Start of DOCUMENT PASSAGE

Today’s Gospel story of Zaccheus, the “short guy in the sycamore tree,” is both well-known and popular. Who is this man, what is his identity? He was a chief “publican” and a corrupt man. Publicans were Jews who worked for the foreign Romans; they betrayed their own homeland and people. As a tax collector, Zaccheus sought money in customs tariffs and various illegitimate means. He exploited people, benefitting himself instead of helping others.
As Jesus approaches, Zaccheus becomes curious. Zaccheus thinks to himself: I would like to see him, just to satisfy my curiosity. Then, he takes a surprising action; he does a foolish thing; he actually climbs a tree! As Jesus approached, he spotted him and said: “Zaccheus, come down quickly, for today I must stay at your house.” We can only imagine Zaccheus’ astonishment!
God’s Mission. Commenting on this Gospel, Pope Francis offers a beautiful insight. “Why does Jesus say ‘I must stay at your house’? What duty does this refer to? We know that his highest duty is to implement the Father’s plan for all of humanity, which is fulfilled in Jerusalem with his death sentence, the crucifixion and, on the third day, the Resurrection. It is the Father’s merciful plan of salvation.”

End of DOCUMENT PASSAGE
Start of GIVEN RECORDS

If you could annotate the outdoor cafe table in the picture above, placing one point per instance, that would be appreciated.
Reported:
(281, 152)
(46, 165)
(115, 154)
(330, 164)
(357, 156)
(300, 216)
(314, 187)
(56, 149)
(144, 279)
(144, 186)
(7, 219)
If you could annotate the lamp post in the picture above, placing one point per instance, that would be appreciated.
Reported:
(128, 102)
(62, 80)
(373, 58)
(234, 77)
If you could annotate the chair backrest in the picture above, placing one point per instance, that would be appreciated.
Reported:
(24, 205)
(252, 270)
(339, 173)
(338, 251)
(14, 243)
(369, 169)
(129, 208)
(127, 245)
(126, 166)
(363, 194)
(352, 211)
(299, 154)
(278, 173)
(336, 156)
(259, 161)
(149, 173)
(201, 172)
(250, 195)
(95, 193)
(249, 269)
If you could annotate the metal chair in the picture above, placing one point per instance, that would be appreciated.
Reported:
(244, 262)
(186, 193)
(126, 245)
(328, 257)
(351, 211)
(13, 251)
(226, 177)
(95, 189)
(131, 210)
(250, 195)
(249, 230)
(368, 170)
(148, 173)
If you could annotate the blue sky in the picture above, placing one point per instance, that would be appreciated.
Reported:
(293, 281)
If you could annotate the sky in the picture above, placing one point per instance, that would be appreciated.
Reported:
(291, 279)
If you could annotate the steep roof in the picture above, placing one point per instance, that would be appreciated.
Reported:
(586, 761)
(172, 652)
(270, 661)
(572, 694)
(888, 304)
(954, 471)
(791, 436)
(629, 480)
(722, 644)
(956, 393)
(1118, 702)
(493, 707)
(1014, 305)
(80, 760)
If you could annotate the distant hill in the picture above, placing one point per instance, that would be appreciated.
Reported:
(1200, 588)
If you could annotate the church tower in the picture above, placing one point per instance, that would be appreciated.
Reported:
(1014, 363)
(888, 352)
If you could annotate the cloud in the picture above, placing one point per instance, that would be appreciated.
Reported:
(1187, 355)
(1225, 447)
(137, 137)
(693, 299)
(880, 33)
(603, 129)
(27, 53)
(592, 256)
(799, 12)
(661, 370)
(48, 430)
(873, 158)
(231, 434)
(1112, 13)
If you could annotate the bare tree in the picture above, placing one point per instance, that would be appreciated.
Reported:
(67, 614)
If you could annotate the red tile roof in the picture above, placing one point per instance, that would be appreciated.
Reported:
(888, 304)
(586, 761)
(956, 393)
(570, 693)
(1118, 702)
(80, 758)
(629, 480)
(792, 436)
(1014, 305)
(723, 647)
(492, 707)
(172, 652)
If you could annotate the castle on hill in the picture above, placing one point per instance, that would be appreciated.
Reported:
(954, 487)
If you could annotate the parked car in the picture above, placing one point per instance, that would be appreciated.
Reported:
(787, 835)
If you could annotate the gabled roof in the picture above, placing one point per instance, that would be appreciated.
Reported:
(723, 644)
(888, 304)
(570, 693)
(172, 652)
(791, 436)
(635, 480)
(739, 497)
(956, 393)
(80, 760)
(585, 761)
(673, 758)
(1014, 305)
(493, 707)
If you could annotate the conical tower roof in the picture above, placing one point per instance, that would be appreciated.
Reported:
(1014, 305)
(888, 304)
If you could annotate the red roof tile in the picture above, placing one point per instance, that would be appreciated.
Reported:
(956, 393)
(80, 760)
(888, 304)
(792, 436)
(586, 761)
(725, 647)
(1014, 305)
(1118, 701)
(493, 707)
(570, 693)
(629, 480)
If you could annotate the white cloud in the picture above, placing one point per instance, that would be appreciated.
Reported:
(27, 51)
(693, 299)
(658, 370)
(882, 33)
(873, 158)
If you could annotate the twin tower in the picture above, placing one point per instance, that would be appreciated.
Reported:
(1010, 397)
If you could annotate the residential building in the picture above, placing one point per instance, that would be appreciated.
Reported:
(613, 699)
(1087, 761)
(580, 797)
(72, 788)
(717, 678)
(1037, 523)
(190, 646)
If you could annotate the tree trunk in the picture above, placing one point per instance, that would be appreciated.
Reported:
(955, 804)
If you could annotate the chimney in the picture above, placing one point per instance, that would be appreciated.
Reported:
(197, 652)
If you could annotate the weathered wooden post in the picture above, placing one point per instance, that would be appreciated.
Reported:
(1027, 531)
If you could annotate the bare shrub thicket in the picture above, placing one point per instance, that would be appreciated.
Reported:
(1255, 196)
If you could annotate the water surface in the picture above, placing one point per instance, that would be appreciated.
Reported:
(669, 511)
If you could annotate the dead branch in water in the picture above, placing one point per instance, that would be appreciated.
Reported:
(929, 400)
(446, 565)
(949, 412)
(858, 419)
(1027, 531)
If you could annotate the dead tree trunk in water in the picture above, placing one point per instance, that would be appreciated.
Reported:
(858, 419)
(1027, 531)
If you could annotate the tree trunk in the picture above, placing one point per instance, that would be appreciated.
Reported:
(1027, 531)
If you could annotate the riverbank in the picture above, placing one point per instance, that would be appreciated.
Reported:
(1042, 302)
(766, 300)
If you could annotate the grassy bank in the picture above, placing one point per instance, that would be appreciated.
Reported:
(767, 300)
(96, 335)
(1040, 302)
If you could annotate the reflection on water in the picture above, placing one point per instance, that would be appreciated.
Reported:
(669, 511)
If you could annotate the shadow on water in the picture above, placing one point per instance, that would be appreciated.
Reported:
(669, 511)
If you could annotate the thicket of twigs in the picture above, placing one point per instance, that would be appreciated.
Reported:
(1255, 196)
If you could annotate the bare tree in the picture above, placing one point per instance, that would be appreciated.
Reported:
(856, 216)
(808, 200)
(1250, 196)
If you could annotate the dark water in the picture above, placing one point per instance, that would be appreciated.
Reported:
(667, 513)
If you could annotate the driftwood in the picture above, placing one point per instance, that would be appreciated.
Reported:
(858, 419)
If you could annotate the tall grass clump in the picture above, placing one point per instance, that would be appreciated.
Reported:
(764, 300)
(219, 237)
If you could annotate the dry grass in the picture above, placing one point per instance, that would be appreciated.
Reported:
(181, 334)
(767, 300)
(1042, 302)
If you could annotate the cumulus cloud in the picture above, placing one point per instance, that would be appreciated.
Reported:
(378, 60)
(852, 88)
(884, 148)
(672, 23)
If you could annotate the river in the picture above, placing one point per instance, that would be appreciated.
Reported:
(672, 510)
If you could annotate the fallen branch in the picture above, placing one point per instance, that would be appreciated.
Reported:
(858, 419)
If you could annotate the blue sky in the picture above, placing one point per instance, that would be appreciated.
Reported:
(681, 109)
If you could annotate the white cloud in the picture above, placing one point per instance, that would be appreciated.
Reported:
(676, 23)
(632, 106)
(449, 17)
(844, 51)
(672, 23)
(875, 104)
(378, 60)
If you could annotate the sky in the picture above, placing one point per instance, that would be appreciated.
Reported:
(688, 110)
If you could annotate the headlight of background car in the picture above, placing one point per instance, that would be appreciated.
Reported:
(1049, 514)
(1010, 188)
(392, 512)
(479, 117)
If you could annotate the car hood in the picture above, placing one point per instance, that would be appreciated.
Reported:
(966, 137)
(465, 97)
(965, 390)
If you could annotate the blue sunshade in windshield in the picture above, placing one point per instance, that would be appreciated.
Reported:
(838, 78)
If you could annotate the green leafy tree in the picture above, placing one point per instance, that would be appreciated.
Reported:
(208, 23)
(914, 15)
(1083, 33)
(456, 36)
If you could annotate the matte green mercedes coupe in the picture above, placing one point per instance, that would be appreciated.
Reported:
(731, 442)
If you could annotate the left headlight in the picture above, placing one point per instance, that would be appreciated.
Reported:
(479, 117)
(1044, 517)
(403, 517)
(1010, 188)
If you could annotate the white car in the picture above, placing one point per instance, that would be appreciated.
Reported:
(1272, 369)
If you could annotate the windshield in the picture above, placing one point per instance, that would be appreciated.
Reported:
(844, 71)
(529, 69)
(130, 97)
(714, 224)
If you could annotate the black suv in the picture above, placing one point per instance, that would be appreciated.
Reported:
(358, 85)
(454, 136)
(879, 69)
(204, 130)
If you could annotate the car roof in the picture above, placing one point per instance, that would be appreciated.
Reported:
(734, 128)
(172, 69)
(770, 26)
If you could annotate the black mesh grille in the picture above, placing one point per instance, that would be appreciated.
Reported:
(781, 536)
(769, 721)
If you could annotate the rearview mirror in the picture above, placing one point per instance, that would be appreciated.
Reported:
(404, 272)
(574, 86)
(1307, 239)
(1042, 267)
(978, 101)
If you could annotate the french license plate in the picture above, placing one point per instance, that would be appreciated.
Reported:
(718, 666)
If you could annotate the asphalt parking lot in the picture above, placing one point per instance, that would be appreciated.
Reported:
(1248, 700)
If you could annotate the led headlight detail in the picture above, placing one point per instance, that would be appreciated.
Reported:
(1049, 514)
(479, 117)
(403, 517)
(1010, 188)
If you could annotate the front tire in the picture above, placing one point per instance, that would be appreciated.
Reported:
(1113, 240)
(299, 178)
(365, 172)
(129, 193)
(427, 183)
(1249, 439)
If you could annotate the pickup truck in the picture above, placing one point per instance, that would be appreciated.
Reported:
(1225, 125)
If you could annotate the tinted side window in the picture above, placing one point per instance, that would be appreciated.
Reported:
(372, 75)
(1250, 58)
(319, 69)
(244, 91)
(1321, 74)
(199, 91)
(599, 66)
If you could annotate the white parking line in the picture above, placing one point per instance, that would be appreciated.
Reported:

End of GIVEN RECORDS

■ TASK INSTRUCTIONS
a) Could you print the stretch of the Zaccheus reflection from "As Jesus approaches, Zaccheus" through "imagine Zaccheus’ astonishment!"?
b) Would you proceed with the Zaccheus reflection, picking up right after its final sentence?

■ EXPECTED OUTPUTS
a)
As Jesus approaches, Zaccheus becomes curious. Zaccheus thinks to himself: I would like to see him, just to satisfy my curiosity. Then, he takes a surprising action; he does a foolish thing; he actually climbs a tree! As Jesus approached, he spotted him and said: “Zaccheus, come down quickly, for today I must stay at your house.” We can only imagine Zaccheus’ astonishment!

b)
“In this plan there is also the salvation of Zaccheus, a dishonest man who is despised by all, and therefore in need of conversion. In fact, the Gospel says that when Jesus called him, they all murmured ‘He has gone into the house of a sinner.’ The people saw Zaccheus as a scoundrel who became rich at his neighbor’s expense…. They began to whisper: ‘Jesus is going to his house, the house of the sinner, the exploiter.’”
God’s Mercy. Pope Francis continues: “Guided by mercy, Jesus looks for him precisely. And when he enters Zaccheus’ house, he says: ‘Today salvation has come to this house, since he is also a son of Abraham. For the Son of Man came to seek and to save the lost.’ Jesus’ gaze goes beyond sins and prejudices. And, this is important! We must learn this.”
“Jesus’ gaze goes beyond sins and prejudices; he sees the person through the eyes of God, who does not stop at past faults, but sees the future good…. Jesus does not stop at appearances, but looks at the heart. And there he sees this man’s wounded heart: wounded by the sin of greed, by the many terrible things that Zaccheus has done. He sees that wounded heart and goes there.”
God’s Compassion. “Jesus attitude toward Zaccheus shows us another way: that of showing those who err their value. The value that God continues to see in spite of everything, despite all their mistakes…. It gives people the confidence which makes them grow and change. This is how God acts with all of us.” Friends, let us appreciate how our God is both a God of mercy and a God of surprises!
James H. Kroeger, M.M.
31st Sunday in Ordinary Time
You gaze upon my past, Lord Jesus,
yet still come with me to my home.
You look upon my sinfulness,
Lord Jesus, and still call me by my name with love.
You see beyond my faults and failings
and gently show me what I yet
may still become by your grace.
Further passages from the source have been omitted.